Given text:
-=-=-=-=-

Professional support simplifies the navigation of a tax dispute, whether via the TAT or the alternative dispute resolution strategy. At Gichuri & Partners, we are a tried and tested partner in solving tax disputes with KRA. Here’s why we are the go-to expert assistance in ADR cases:

  • Expertise and Experience: We have proven expertise in tax laws and dispute resolution. For the last decade, we have helped individual taxpayers and businesses resolve tax disputes with the KRA.
  • Remarkable Negotiation Skills: When you come to us, we put your financial interests first, seeking the most favorable outcome in every negotiation.
  • Ongoing Support at Every Stage of the Process: The ADR process in Kenya involves various stages, including filing a request, appointing a facilitator, and attending the mediation sessions. We provide support at every stage until the tax dispute is resolved.

Get Expert Assistance in Resolving Your Tax Dispute

The KRA alternative dispute resolution process offers a convenient and cost-effective way to resolve tax disputes. If you’re facing a daunting tax disagreement with KRA, don’t go through it alone. We can help you through it, protecting your interests and vouching for the most favorable settlement through the ADR process. Are you ready to get started? Contact us for the best KRA ADR services in Kenya.

KRA Penalty & Interest Waiver / Remission Services in Kenya

Tax penalties and interests are a headache for Kenyan taxpayers because they add to their tax liabilities. They are a financial burden that leads to operational and legal constraints. Whether you’re an individual taxpayer or a business owner, these punitive charges are bad news.

If you’re struggling with KRA penalties and interests, you don’t have to walk alone. You also may not need to pay all of it. At Gichuri & Partners, we help you apply for a KRA penalty waiver and interest remission. Our goal is to help reduce your tax burden legally, through a structured and professional approach.

-=-=-=-=-

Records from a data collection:
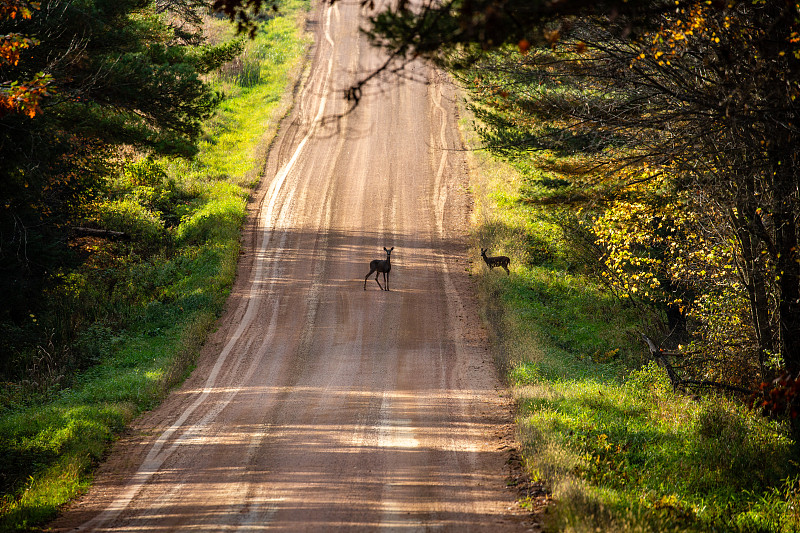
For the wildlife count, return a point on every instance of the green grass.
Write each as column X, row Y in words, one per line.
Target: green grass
column 597, row 423
column 169, row 286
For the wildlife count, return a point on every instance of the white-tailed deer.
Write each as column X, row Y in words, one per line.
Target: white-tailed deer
column 500, row 260
column 378, row 266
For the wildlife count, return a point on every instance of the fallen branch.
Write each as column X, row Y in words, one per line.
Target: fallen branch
column 680, row 384
column 103, row 233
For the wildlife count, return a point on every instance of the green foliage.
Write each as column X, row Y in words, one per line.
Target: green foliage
column 125, row 323
column 602, row 427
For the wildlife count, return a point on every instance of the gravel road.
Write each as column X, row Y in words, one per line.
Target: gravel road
column 318, row 405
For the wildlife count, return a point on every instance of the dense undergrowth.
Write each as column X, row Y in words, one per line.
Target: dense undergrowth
column 138, row 309
column 599, row 423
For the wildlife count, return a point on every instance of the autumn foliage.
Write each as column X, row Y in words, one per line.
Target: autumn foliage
column 19, row 95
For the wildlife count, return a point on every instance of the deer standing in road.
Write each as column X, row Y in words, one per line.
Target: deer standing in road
column 378, row 266
column 500, row 260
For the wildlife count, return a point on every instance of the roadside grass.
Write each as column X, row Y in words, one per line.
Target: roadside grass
column 144, row 308
column 597, row 422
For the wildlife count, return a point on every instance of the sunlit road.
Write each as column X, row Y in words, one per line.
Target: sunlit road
column 318, row 405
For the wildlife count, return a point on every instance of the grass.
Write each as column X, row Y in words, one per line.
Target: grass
column 597, row 422
column 168, row 287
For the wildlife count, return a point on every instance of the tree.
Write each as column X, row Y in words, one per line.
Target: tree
column 691, row 104
column 79, row 80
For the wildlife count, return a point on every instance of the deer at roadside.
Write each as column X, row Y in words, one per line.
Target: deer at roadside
column 500, row 260
column 380, row 266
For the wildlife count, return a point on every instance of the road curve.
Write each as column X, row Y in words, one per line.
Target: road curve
column 318, row 405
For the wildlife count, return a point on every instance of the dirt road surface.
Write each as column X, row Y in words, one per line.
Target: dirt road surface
column 319, row 405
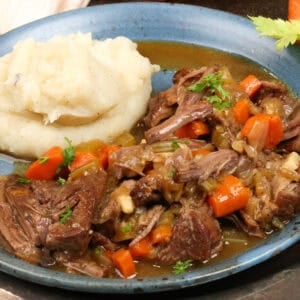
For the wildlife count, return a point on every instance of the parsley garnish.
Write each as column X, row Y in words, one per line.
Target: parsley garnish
column 126, row 228
column 181, row 266
column 62, row 181
column 172, row 172
column 66, row 214
column 23, row 180
column 43, row 159
column 213, row 83
column 287, row 32
column 68, row 154
column 175, row 145
column 98, row 251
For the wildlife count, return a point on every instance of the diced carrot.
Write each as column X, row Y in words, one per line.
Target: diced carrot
column 263, row 129
column 229, row 196
column 251, row 84
column 200, row 152
column 161, row 233
column 193, row 130
column 45, row 168
column 241, row 111
column 105, row 153
column 123, row 260
column 81, row 158
column 141, row 249
column 294, row 10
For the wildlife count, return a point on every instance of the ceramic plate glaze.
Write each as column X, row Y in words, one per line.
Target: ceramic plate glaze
column 166, row 22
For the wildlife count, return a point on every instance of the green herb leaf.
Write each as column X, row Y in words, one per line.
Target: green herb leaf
column 68, row 154
column 175, row 145
column 217, row 96
column 172, row 172
column 98, row 251
column 61, row 180
column 181, row 266
column 43, row 159
column 23, row 180
column 287, row 32
column 65, row 215
column 126, row 228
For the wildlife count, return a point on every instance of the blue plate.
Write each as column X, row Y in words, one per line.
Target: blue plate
column 166, row 22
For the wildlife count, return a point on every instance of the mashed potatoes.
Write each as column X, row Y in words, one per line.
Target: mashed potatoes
column 72, row 87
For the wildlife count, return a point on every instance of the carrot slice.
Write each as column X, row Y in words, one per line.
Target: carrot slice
column 294, row 10
column 263, row 129
column 123, row 260
column 161, row 233
column 193, row 130
column 229, row 196
column 251, row 84
column 141, row 249
column 81, row 158
column 241, row 111
column 45, row 168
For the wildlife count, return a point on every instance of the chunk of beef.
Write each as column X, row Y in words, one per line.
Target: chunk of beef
column 290, row 145
column 182, row 117
column 191, row 106
column 196, row 235
column 288, row 201
column 292, row 128
column 146, row 222
column 98, row 239
column 164, row 105
column 130, row 161
column 246, row 223
column 270, row 89
column 161, row 107
column 83, row 266
column 108, row 208
column 211, row 165
column 75, row 233
column 30, row 214
column 12, row 232
column 146, row 190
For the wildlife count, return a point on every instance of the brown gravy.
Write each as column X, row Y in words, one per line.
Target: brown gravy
column 173, row 56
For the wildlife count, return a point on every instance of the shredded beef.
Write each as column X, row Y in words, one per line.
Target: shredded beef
column 196, row 235
column 211, row 165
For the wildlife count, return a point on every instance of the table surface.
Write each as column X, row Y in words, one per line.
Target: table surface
column 277, row 278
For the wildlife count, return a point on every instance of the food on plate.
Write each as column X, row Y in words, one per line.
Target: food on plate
column 70, row 86
column 212, row 152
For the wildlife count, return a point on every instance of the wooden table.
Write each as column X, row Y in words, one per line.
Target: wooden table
column 275, row 279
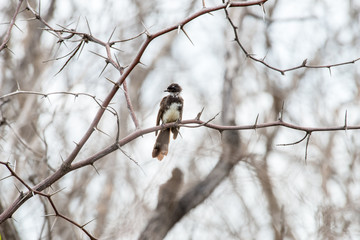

-=-=-=-=-

Work item:
Rewrite the paragraph of the text on KRA tax services that begins "If you're struggling with KRA penalties" as a short list, keeping its main facts.

Task result:
- Taxpayers struggling with KRA penalties and interest don't have to face them alone, and may not need to pay all of it.
- Gichuri & Partners helps them apply for a KRA penalty waiver and interest remission.
- The goal is to reduce the tax burden legally, through a structured and professional approach.